- INSTRUCTIONS FOR THE TASK -
In the listing below, find each line that holds "instance" and list it.
━━ RECORDS SHOWN ━━
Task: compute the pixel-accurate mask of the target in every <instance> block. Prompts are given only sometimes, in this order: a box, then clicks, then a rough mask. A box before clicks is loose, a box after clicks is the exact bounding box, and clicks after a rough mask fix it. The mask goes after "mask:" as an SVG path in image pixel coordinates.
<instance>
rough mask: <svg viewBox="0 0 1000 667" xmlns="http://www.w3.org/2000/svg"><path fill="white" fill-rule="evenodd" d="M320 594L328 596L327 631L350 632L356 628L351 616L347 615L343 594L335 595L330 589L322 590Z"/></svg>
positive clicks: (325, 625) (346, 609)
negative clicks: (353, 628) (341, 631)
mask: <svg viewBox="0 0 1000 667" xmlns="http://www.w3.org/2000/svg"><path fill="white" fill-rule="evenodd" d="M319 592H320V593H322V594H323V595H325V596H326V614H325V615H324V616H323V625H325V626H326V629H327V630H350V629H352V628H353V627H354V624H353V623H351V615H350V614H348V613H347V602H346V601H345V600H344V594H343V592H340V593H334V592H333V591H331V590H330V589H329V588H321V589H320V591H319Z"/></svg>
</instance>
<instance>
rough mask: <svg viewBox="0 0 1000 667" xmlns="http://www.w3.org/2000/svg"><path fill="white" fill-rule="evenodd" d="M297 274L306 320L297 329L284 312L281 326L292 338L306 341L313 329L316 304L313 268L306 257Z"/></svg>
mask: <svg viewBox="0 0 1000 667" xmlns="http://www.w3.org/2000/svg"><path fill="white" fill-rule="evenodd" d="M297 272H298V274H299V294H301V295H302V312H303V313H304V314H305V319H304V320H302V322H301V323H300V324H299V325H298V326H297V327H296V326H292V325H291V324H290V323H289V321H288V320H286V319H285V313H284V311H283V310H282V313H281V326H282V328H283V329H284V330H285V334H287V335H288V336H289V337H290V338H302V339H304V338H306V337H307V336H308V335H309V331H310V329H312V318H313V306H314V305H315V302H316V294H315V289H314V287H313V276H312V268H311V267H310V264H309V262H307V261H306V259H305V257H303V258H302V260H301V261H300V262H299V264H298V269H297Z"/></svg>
━━━
- COMPLETED TASK -
Task: compute the pixel-accurate mask of the target in every <instance> block. Prompts are given only sometimes, in this order: a box, then clicks, then a rough mask. A box before clicks is loose, a box after clicks is the exact bounding box, and clicks after a rough mask fix it. The mask goes after "mask:" as an SVG path in image pixel coordinates.
<instance>
</instance>
<instance>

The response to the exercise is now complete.